------ Quoted text ------

Process Help

PPQQPLOT - create PP and QQ plots

 

Process Name

Menu Path

Link to Command Table

PPQQPLOT

Sample Analysis ribbon | Statistics Processes | PP and QQ Plots

Sample Analysis ribbon | Charts | PP and QQ Plot

Command line only

Click here

 

Introduction

note.gif (1017 bytes)

This is a Superprocess and running it may have an effect on other Datamine files in the project. More...

 

This process calculates and displays PP (probability-probability) and QQ (quantile-quantile) plots.  These are graphical techniques for determining if two data sets come from populations with a common distribution.

PP Plots

The PP plot is a plot of the cumulative probability of the first data set against the cumulative probability of the second data set for a series of cutoff grades.  If the two sets come from a population with the same distribution, the points should fall approximately along the 45 degree reference line.

In order to calculate the cumulative probability for each file, samples are divided into bins as defined by parameter BINSIZE.

QQ Plots

The QQ plot is a plot of the quantiles of the first data set against the quantiles of the second data set, where a quantile is defined as the fraction (or percent) of points below the given value. For example the 0.2 (or 20%) quantile is the point at which 20% percent of the data fall below and 80% fall above that value.  If the two sets come from a population with the same distribution, the points should fall approximately along the 45 degree reference line.

The q-q plot is similar to a probability plot.  For a probability plot, the quantiles for one of the data samples are replaced with the quantiles of a theoretical distribution.  Further information on QQ plots is available from the Engineering Statistics Handbook (http://www.itl.nist.gov/div898/handbook/eda/section3/qqplot.htm).

If there are 100 or more samples in each of the IN1 and IN2 files then the 1%, 2%, 3%, ..., 100% percentiles are calculated.  If there are less than 100 samples in either file then quantiles are calculated in multiples of 100/N where N is number of samples in the smaller file.  

Key Field

If a KEY field is specified then the field must exist in the IN1 file.  The same KEY field may also exist in the IN2 file.  A PP or QQ line or set of symbols will be created for each unique value of the KEY field.

------ Dataset excerpts ------

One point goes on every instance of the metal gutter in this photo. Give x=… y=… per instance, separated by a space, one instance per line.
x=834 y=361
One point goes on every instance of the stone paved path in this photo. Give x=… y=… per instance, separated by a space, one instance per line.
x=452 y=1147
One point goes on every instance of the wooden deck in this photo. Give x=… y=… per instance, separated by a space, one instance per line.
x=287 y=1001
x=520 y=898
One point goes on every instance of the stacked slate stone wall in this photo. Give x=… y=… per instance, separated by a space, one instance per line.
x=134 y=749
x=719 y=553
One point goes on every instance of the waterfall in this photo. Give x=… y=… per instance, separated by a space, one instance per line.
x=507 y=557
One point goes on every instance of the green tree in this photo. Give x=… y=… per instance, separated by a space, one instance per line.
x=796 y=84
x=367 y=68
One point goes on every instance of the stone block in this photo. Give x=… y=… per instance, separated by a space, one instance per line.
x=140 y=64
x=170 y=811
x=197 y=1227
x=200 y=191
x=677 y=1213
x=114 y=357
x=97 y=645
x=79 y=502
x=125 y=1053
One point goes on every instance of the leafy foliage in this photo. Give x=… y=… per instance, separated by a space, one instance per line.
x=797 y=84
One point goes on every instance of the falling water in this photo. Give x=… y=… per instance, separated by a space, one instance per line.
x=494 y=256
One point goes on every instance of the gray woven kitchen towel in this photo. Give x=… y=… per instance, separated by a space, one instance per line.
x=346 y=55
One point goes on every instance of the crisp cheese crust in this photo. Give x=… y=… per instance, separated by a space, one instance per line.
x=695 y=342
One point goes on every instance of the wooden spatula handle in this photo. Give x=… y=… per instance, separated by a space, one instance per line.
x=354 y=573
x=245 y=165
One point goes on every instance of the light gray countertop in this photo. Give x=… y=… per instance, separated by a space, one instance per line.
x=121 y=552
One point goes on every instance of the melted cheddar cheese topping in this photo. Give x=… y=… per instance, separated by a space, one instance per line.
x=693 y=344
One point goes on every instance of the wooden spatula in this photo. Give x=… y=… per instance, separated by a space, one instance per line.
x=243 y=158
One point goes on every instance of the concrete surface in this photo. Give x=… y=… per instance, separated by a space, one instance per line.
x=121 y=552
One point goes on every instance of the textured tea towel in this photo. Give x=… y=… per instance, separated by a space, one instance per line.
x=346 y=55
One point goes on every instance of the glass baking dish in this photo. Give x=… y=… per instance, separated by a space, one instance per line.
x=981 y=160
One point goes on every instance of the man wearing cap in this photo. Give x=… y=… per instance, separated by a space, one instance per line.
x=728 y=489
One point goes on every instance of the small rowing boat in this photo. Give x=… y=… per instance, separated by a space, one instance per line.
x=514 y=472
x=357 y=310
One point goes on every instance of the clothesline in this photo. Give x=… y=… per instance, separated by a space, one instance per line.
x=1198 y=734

------

What you are asked to do: Please answer from the PPQQPLOT help page: when either file has fewer than 100 samples, in what multiples are quantiles calculated? The entries have nothing to do with what comes next.

Full response: In multiples of 100/N, where N is the number of samples in the smaller file.